Only the closing portion of the entries is to be reproduced: the line containing "For every instance of the double-hung" through the very last line, exactly as written.

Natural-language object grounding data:
- - - -

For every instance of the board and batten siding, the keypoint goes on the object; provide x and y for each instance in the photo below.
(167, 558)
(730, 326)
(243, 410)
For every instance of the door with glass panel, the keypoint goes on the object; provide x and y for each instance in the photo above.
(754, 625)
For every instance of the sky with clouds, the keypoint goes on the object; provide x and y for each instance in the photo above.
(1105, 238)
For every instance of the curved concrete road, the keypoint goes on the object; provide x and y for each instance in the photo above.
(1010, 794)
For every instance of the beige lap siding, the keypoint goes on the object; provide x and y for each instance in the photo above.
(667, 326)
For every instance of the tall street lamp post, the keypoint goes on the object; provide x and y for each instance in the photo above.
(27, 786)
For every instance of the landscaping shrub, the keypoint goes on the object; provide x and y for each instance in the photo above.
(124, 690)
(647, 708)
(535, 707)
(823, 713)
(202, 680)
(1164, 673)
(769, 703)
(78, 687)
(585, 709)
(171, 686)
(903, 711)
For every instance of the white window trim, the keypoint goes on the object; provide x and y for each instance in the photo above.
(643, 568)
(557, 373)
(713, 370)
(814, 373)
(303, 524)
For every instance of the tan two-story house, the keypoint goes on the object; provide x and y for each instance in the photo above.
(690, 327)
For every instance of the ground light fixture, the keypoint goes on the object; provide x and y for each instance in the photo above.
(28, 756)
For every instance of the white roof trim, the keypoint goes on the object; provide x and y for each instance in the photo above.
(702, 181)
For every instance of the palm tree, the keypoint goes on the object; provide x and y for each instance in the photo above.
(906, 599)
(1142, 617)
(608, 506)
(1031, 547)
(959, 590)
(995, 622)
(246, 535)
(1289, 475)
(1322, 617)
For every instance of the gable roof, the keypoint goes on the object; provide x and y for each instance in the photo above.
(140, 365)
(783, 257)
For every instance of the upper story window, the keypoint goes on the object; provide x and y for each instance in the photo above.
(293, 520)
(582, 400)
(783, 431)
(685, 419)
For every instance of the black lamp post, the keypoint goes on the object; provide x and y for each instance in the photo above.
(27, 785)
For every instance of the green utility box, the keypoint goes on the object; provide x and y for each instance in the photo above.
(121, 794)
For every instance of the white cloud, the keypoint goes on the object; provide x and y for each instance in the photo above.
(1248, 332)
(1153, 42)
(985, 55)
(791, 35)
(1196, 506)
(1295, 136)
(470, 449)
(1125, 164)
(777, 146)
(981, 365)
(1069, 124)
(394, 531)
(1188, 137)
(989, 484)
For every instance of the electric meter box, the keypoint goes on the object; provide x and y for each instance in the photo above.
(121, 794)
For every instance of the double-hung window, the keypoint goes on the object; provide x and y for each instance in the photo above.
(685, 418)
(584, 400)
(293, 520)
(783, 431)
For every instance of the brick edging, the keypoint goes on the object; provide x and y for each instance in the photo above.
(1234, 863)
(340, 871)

- - - -

-- RESPONSE TO THIS EXERCISE --
For every instance of the double-hung window, the keypoint goes on the object; provide x and y for each instance in the photo above.
(685, 418)
(584, 400)
(293, 520)
(783, 431)
For every instance of the brick edging, the keypoint goes on the object; provide x and y for each instance in the photo above.
(1234, 863)
(340, 871)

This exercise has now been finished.